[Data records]
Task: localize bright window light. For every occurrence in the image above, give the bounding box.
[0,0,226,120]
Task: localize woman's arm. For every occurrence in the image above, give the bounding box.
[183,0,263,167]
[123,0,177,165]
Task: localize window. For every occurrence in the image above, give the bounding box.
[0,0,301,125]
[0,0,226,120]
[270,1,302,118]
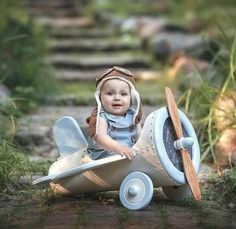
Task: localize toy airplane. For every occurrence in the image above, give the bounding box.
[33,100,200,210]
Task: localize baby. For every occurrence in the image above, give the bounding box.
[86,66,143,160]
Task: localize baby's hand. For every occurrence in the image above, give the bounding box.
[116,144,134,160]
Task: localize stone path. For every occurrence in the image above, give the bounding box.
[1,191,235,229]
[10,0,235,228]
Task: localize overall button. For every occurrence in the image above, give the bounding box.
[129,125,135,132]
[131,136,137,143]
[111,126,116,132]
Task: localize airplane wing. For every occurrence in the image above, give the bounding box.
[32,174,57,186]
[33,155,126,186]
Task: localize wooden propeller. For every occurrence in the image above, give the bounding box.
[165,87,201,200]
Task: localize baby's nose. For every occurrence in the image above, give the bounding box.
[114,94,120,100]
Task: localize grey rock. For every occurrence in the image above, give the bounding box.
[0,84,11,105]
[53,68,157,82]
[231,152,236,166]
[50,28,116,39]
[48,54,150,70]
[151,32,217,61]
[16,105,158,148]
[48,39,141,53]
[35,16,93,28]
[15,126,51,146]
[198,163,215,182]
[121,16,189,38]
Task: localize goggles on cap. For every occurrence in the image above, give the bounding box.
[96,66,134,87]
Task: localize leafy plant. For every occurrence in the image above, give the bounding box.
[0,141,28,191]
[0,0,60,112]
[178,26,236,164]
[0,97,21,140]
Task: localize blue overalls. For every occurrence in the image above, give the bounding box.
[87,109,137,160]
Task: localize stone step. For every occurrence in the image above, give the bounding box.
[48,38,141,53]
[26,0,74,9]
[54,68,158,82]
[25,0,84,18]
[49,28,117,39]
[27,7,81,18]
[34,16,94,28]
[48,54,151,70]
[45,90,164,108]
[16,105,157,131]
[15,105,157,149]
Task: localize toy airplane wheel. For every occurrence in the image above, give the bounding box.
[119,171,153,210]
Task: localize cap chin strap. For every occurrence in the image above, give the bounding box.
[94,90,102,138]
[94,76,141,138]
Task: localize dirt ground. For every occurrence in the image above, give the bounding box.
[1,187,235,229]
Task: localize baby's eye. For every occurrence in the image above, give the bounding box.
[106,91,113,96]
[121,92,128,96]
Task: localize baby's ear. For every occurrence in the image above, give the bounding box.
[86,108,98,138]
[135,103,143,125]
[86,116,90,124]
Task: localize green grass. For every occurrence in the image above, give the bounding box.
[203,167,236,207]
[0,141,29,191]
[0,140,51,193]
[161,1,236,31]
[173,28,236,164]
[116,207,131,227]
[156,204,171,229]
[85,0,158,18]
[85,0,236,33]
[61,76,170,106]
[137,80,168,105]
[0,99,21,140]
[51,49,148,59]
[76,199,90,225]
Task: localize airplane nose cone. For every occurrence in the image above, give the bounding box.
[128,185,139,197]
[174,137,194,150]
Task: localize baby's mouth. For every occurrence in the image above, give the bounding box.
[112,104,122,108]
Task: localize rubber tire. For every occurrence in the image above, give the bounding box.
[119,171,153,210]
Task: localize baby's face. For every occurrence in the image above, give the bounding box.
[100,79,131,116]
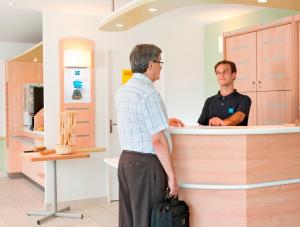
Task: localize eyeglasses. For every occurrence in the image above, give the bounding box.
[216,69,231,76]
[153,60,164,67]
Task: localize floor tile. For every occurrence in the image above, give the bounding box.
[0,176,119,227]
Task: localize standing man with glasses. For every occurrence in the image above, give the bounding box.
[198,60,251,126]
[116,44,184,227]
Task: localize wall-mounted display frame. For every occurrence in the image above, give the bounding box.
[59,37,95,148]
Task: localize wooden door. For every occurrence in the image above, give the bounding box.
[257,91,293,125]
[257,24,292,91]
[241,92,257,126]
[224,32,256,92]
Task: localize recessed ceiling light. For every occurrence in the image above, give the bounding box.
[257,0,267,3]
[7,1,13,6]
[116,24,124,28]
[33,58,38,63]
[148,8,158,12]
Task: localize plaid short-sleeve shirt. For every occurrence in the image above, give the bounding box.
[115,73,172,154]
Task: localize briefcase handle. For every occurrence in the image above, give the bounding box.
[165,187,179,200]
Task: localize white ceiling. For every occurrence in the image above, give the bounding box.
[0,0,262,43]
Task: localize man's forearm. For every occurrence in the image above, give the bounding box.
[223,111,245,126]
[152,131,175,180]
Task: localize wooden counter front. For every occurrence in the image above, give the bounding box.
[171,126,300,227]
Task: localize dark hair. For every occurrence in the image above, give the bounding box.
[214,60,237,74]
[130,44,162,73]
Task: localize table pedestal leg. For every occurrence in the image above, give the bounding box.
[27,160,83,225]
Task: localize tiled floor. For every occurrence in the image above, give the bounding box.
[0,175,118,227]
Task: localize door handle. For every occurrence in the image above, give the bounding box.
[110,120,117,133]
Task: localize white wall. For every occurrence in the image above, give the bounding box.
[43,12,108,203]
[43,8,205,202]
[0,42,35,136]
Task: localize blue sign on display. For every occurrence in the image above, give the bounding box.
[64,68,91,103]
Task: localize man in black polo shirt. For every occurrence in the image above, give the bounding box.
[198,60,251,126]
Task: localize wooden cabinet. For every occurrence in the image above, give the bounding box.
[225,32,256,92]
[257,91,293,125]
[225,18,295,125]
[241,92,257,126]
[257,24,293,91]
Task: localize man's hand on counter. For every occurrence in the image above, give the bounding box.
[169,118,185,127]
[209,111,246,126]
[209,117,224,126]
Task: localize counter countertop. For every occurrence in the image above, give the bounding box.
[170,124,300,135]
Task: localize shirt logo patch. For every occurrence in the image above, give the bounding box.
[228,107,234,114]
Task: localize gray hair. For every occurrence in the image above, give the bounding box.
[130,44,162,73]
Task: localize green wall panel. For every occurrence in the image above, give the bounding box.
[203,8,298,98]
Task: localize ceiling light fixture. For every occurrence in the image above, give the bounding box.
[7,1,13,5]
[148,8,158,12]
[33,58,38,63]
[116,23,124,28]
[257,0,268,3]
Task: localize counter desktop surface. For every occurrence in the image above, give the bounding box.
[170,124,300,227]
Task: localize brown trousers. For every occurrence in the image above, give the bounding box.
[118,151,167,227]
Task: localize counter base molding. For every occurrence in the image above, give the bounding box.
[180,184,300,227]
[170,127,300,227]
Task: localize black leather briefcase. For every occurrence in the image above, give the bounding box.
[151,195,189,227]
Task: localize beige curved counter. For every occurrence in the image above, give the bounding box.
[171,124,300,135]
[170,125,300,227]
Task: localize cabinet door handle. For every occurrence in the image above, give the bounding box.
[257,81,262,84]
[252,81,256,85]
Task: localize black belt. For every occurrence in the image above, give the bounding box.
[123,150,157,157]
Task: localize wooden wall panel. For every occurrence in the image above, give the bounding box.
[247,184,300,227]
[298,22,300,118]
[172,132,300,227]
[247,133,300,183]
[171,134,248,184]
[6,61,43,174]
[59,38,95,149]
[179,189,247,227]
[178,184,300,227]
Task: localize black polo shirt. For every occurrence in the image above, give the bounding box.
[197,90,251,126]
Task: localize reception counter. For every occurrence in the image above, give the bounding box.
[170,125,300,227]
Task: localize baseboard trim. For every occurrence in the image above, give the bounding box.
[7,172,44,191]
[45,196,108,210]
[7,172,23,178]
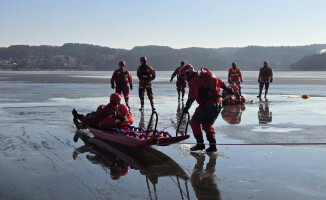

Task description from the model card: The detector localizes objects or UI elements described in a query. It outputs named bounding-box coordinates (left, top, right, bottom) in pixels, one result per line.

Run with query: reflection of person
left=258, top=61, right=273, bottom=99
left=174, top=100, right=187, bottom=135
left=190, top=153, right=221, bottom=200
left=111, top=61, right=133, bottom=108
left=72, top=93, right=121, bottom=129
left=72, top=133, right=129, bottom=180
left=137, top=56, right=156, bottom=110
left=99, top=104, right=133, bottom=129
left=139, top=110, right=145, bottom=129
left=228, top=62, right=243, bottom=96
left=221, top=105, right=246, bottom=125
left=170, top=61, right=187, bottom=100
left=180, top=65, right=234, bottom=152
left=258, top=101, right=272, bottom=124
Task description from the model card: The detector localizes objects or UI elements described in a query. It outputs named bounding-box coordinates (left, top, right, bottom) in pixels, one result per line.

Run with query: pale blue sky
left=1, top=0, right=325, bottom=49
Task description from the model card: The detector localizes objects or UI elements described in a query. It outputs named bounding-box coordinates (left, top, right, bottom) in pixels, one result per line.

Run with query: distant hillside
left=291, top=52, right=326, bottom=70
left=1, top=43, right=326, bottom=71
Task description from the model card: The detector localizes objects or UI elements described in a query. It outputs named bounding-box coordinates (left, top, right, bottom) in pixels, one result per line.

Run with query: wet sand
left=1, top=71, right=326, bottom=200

:: GOAL OF THE EXERCISE ::
Beginning at the line that holds "Run with query: pale blue sky", reproduce each line of the records above down to and including the last one.

:: RESPONSE TO THIS EXERCISE ::
Run with query: pale blue sky
left=1, top=0, right=325, bottom=49
Task description from the model card: The detector localizes objects or UI elements described in a query. It outputs named bounding-box coordinates (left, top, right, bottom) in pixels, one result per line.

Run with query: distant hillside
left=291, top=52, right=326, bottom=70
left=1, top=43, right=326, bottom=71
Task description from the model card: The detector localizes objects or UI elements described in a query. It outputs named bounding-box coordinates (left, top, right, bottom) in pixels, one result per line.

Run with query: wet sand
left=1, top=71, right=326, bottom=200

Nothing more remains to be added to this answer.